Goal of the exercise: Render the entries below as a JSON list of strings, with one string per line and blank lines omitted.

Input material:

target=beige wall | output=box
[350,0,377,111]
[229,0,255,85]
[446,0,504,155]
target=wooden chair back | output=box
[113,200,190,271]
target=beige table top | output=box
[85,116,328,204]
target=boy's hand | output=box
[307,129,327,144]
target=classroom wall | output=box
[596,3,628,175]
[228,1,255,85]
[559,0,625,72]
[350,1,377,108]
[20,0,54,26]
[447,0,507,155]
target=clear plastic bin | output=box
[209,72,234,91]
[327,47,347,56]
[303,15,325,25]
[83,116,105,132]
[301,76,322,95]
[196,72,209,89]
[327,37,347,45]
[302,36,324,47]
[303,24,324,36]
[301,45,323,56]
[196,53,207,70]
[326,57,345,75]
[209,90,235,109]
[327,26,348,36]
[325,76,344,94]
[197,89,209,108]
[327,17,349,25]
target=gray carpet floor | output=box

Exercise output:
[
  "target=beige wall | output=box",
  "[350,0,377,111]",
  "[229,0,255,85]",
  "[446,0,504,155]",
  "target=wooden chair back | output=box",
  "[113,200,190,271]",
  "target=beige table top | output=box",
  "[85,116,328,204]",
  "target=boy's hand | output=box",
  "[307,129,327,144]",
  "target=classroom wall | output=box",
  "[596,3,628,175]",
  "[228,1,255,85]",
  "[559,0,625,72]",
  "[350,1,377,108]",
  "[20,0,54,26]",
  "[447,0,507,155]",
  "target=clear plastic bin | output=box",
  "[209,72,234,91]",
  "[327,47,347,56]",
  "[303,15,325,25]",
  "[83,116,105,132]",
  "[301,76,322,95]",
  "[196,72,209,89]",
  "[327,37,347,45]",
  "[302,36,324,47]",
  "[303,24,324,36]",
  "[301,45,323,56]",
  "[196,53,207,70]",
  "[326,57,345,75]",
  "[209,90,235,109]",
  "[327,26,348,36]",
  "[325,76,344,94]",
  "[197,89,209,108]",
  "[327,17,349,25]",
  "target=gray carpet floor | output=box"
]